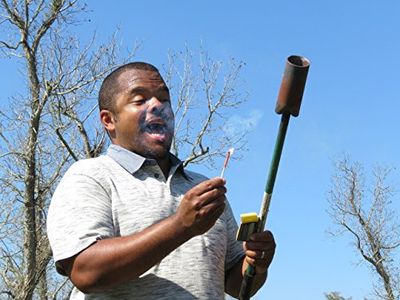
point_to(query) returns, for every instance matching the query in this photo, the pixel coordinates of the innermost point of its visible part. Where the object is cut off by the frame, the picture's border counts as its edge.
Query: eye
(139, 100)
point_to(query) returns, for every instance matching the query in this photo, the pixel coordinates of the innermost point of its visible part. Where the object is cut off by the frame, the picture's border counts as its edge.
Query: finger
(264, 236)
(259, 246)
(214, 208)
(207, 185)
(211, 196)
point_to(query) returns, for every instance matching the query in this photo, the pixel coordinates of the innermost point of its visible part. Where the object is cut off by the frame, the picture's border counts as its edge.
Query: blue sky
(350, 106)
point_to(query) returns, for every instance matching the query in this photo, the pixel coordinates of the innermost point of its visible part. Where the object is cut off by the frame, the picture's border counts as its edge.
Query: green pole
(247, 282)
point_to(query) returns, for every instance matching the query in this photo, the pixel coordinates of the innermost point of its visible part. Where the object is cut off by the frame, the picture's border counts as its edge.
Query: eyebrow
(140, 90)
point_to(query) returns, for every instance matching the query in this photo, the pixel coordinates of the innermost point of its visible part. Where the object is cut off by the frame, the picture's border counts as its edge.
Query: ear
(108, 119)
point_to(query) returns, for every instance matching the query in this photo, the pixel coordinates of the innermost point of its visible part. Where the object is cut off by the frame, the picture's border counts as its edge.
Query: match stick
(228, 155)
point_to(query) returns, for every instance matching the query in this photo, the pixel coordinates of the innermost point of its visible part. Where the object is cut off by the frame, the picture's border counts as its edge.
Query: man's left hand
(260, 250)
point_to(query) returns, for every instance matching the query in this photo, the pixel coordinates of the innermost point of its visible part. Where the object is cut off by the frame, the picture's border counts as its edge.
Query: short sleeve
(80, 213)
(235, 250)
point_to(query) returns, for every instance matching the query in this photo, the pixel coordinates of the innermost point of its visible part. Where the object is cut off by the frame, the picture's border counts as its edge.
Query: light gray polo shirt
(122, 193)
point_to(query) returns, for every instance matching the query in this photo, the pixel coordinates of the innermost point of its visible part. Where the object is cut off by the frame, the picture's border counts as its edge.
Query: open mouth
(155, 128)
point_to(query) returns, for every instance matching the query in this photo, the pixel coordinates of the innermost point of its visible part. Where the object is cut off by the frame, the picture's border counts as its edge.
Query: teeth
(156, 128)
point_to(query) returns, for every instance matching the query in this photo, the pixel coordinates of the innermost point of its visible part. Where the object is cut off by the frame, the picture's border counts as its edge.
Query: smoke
(239, 125)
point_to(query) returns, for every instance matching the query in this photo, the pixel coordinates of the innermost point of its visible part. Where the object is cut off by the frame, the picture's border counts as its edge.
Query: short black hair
(110, 84)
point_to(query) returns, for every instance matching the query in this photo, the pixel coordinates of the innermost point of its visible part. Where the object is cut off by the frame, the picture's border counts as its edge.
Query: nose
(155, 104)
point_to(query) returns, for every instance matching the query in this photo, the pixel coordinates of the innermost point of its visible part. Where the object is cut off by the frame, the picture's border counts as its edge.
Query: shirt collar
(132, 162)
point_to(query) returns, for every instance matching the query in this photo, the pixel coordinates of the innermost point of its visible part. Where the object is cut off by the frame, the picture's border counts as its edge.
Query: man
(133, 224)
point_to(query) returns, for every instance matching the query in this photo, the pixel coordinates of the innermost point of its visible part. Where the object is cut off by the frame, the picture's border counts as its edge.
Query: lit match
(228, 155)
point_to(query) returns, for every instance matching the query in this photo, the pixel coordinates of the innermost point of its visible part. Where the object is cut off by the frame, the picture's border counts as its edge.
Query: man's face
(143, 117)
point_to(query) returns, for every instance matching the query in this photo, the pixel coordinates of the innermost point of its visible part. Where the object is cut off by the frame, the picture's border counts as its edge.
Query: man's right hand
(201, 206)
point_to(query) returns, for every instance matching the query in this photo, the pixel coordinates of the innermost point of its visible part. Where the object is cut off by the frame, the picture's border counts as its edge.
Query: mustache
(160, 118)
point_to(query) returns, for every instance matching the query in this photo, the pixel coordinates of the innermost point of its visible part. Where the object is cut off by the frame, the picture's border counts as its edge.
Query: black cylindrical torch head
(292, 86)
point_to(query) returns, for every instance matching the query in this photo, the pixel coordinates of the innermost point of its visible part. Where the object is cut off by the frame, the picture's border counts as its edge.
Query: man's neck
(165, 165)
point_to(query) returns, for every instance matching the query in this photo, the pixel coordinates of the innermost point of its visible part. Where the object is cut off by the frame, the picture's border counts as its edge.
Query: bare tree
(366, 214)
(205, 91)
(51, 123)
(42, 132)
(335, 296)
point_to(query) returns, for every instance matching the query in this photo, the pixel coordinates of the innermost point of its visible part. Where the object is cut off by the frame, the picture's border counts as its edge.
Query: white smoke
(238, 125)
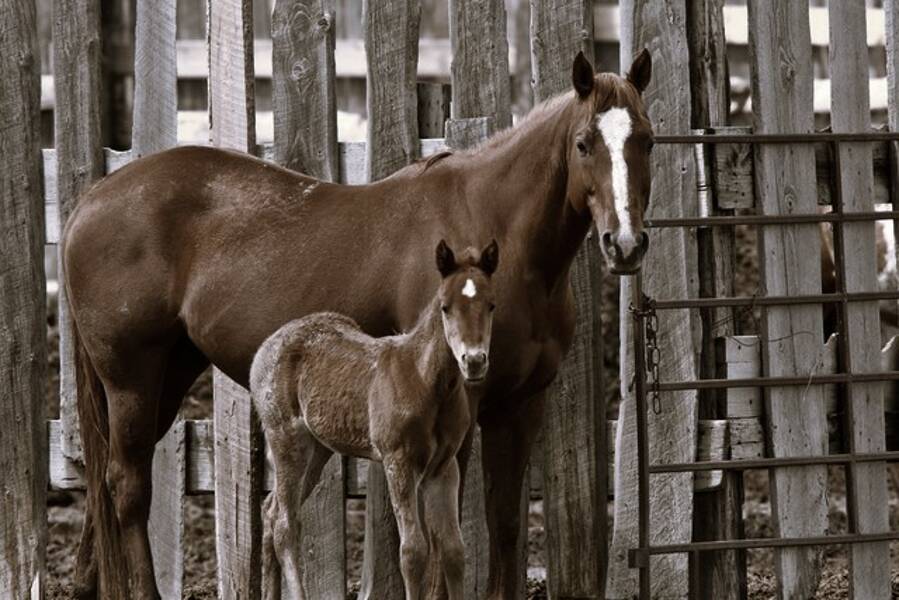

•••••

=== Problem ===
Omit the pictures, then set down all the remaining data exactly as given.

=== Output below ===
point_to(query) returns, for every instance matching the query in this photo, the pixel coordinates of the innermost point of its visible part. Where the object is cut off by the frame, the picture's border counts as its edge.
Query: eye
(139, 100)
point_to(query) returns, for every instance matching the query in this photo, the pixel coordinates of the innermost point of its visible part. Where the object is cut off by the frame, the picture's border counts as its edge.
Query: finger
(264, 236)
(259, 246)
(214, 208)
(207, 185)
(211, 196)
point_to(query) returns, for every instance matching the query in this photo, the pixel coordinates of the innermost point of its visible part. Where the object is cut off by the frame, the picture's border counts as its edge.
Query: blue sky
(350, 106)
point_to(query) returns, for every instance matching the query in this photo, the pixel coordinates of the innermost point of its visible part. Where the object is cut off by the frame, the picture's border counts as its edge.
Query: green pole
(247, 282)
point_to(query) returns, for every instance matching the query in this photo, the pixel coordinates of the innermost point of its visible part. Where the object is cut off by the frame, the picture's border counts as its edge.
Query: eyebrow
(140, 90)
point_to(query) returns, for every instance matching the query in this photo, the pixel coordinates of the innermost point of its visible part. Where the object is cut off by the frame, the picture's border counts as its edge.
Query: ear
(108, 119)
point_to(query) returns, for every instance matching the query in this photo, the pixel coordinates of the innermost point of its visible part. Where the object is cut off by the frame, the picture's border counts as its edge.
Query: match stick
(228, 155)
point_to(query) returns, for every instance matching the query in this photo, the pixel coordinates of the innermost point of its visible part. Where the object is cut off by the frame, the picture's border counts as its edge.
Query: man's left hand
(260, 250)
point_to(query) returns, for every instance matching the query in this photo, the pixel coordinates of the innermost point of its visible part. Where the object is cut off by the frame, the picture's border counts as its edge.
Query: short sleeve
(80, 213)
(235, 250)
point_to(query) returns, for every instance matching the query in this photo, the pixel coordinates of the innermost point of its visible part. Where the object is cut off by the frame, the picture's border counts as its edge.
Query: light gray polo shirt
(122, 193)
point_to(query) returns, for every instance matching the query in this photo, the pixel coordinates of the innermost point of its visible part. Where the object is cut off by the frame, the picture's border counts as its edge.
Query: open mouth
(155, 128)
point_to(query) returns, for every instance matching the query in this photo, the pixel coordinates of the innermost point of its visible part. Where the object is cut off by the frame, the picture's border counts as its edge.
Query: teeth
(156, 128)
point_to(query) returns, for every instance matching the query in this photo, the pixel coordinates of the innermost point of its visible part. Where the object is cut off by the frame, the picture's border counts as its edge.
Query: smoke
(239, 125)
point_to(query) returns, for every instance matching the query in this photo, the pixel coordinates of the innermost point of its visible part. Where the object is cut off by the frame, the picture's border counts as its edge.
Query: short black hair
(110, 84)
point_to(query) returns, for every instance matching the query in this photo, the pixel coordinates of the innermost point of its visible part. Where the object is cut off by the frame, the picture's border counts as its edge.
Query: nose
(155, 104)
point_to(query) returns, for every instance matching the query in this photo, the pixel coordinates of the innermost point of its visible part. Where the object is cut off by the frame, the picture's border counts as its edge.
Query: shirt collar
(132, 162)
point_to(query) returns, for every instance matching the query in this photo, the pixel coordinates of the innermost point of its visible part. Where the object is cut off by the frame, the picture's border counts as its edge.
Query: man
(133, 224)
point_to(query) returns, for every instance matching the query in this photo, the pixel coordinates of the innermost point of its visible part. Where the object is cut off by the frame, the picture's border counts as its edge.
Query: lit match
(228, 155)
point_to(query) returns, for every instance matching the query in this photo, the pixel coordinates of the innermost point of its visible part. Where the object is cut off by the frame, the picture's border counts as its edge.
Query: man's face
(143, 117)
point_to(query) returns, for every instance matching the query in this photo, the pixel coordinates of the innermost point of its visible part. Where the object is cut off by the frame, the picture's border counts as its edge.
Query: man's right hand
(201, 206)
point_to(query) returns, for every instance matching the query in this photo, the pixel coordinates of the innermost point of its visible part. Where the object is cut off by the frame, the picture's border counts as its edge.
Query: mustache
(160, 118)
point_to(query) returns, for every instance matching the query in this photo, the pixel coordinates of the innermost point of its visible part. Where the object is cut off by the frame, the picture's border counts as its edge.
Query: black cylindrical torch head
(292, 86)
point_to(query) returns, for every instance matching the query in this photo, the pixel coordinates of the innermost point of its visible part. Where the object is cut off by the frame, the picture's border counts as its edge.
Query: man's neck
(165, 165)
point_to(query) returns, for every instance matching the query in this photo, the pixel coordinates of the innermost point of its visible part. Where the object is cut off by the frame, the picture's border counts as its edge.
Query: bare tree
(366, 214)
(205, 91)
(51, 123)
(42, 132)
(335, 296)
point_to(query) returns, for every instance matching the query in this photo, the pixel coordinates of the innermost point of its visible part. Where the object is cut off by the frame, the picture's border counts as its edge.
Query: white smoke
(238, 125)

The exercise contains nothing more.